13 de janeiro de 2009

Couromoda dita conceitos de beleza para o inverno

Couromoda dita conceitos de beleza para o inverno



Discurso do Presidente Lula na
abertura da Couromoda 2009


“Companheiros e companheiras, eu ouvi atentamente os pronunciamentos das entidades representativas do setor calçadista do Brasil, ouvi atentamente o governador e o prefeito. Queria aproveitar esta minha primeira participação em um evento público em 2009 para ter uma conversa um pouco otimista com vocês. Otimista porque nós estamos vivendo um momento em que todo mundo já se deu conta do tamanho da crise, e todo mundo já se deu conta também de que, pela primeira vez, os países emergentes e os países pobres são vítimas das crises que nasceram nos países ricos.

Até alguns anos atrás, não faltavam representantes dos países ricos para dizer para a gente como é que a gente deveria fazer – como é que a gente deveria se levantar pela manhã, como é que a gente deveria se deitar à noite – como se tudo estivesse maravilhoso no mundo deles e no nosso mundo tudo estivesse errado.

============================================================

OBJETIVO:
No discurso de abertura da Couromoda 2009, explique por que o presidente diz que quer ter uma conversa otimista. Use de uma a três frases.

DADOS MOSTRADOS:
============================================================

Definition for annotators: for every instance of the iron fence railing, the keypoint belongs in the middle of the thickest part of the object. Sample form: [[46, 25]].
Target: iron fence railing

============================================================

RESULTADO DO EXERCÍCIO:
Ele chama a conversa de otimista porque todo mundo já percebeu o tamanho da crise. Também já ficou claro que, pela primeira vez, os países emergentes e os países pobres são vítimas de crises que nasceram nos países ricos.